- TEXT PASSAGE -

# New paint when to wax



## 23CAF

I had a repair done to a rear door which was sprayed, after lots of looking online I can’t find a concrete answer about when it’s safe to wax the new paint. I understand the new paint needs to out gas but some sites say it’s safe to wax after 30 days some say 60 days and have even read some that say 90 days. I know I should of asked the body shop but would rather get a answer on here as I know the shop does a good job with the painting but not sure if there experts on the out gasing process.


----------



## camerashy

I left mine 90 days but understand you can do it soon if it was dried using a heat source, mine wasn't


----------



## Mikej857

I had mine painted recently and I asked the painter who said I could do whatever I wanted as it had been baked so the paint was as good as it was gonna get and I added a layer of wax as soon as I got it home after a wash obviously and it's been several months with zero issues so I assume it'll depend if it was baked or air dried 

I did have issues with the blue rs I had, I detailed it and added a layer of sealant and then a wax and after a couple of weeks it formed micro blisters all over the car which turned out to be water trapped beneath the clear coat so my advice is speak to the painter because as least then you'll be covered shoukd anything happen, your following his advice so should anything happen he should stand by his word 

Sent from my SM-G930F using Tapatalk


----------



## A&J

Give it a month just to be safe.


----------



## Andyb0127

Any new paint work should be left for twelve weeks. Even tho it has been baked it still needs the solvents to evaporate out of it known the gassing off period. No sealants must be applied as it would stop the process and could cause problems with the new paint.


----------



## beatty599

If the paint work was baked in an oven it's safe to wax and ceramic coat straight away, if it wasn't baked, I've heard not to touch it for up to 6 months, but that also depends on their paint thinners etc. Best answer is from the bodyshop as then they'll cover you if it fails.


----------



## mikechesterman

Andyb0127 said:


> Any new paint work should be left for twelve weeks. Even tho it has been baked it still needs the solvents to evaporate out of it known the gassing off period. No sealants must be applied as it would stop the process and could cause problems with the new paint.

- RAW DATA -
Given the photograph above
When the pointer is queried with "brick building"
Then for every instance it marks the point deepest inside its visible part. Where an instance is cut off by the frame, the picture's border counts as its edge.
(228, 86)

- PROBLEM -
Reproduce the passage of the paint-waxing thread that begins at the words "## Andyb0127" and stops after "if it fails.". The data is separate material from the paint-waxing thread.

- RESULT OF THE TASK -
## Andyb0127

Any new paint work should be left for twelve weeks. Even tho it has been baked it still needs the solvents to evaporate out of it known the gassing off period. No sealants must be applied as it would stop the process and could cause problems with the new paint.


----------



## beatty599

If the paint work was baked in an oven it's safe to wax and ceramic coat straight away, if it wasn't baked, I've heard not to touch it for up to 6 months, but that also depends on their paint thinners etc. Best answer is from the bodyshop as then they'll cover you if it fails.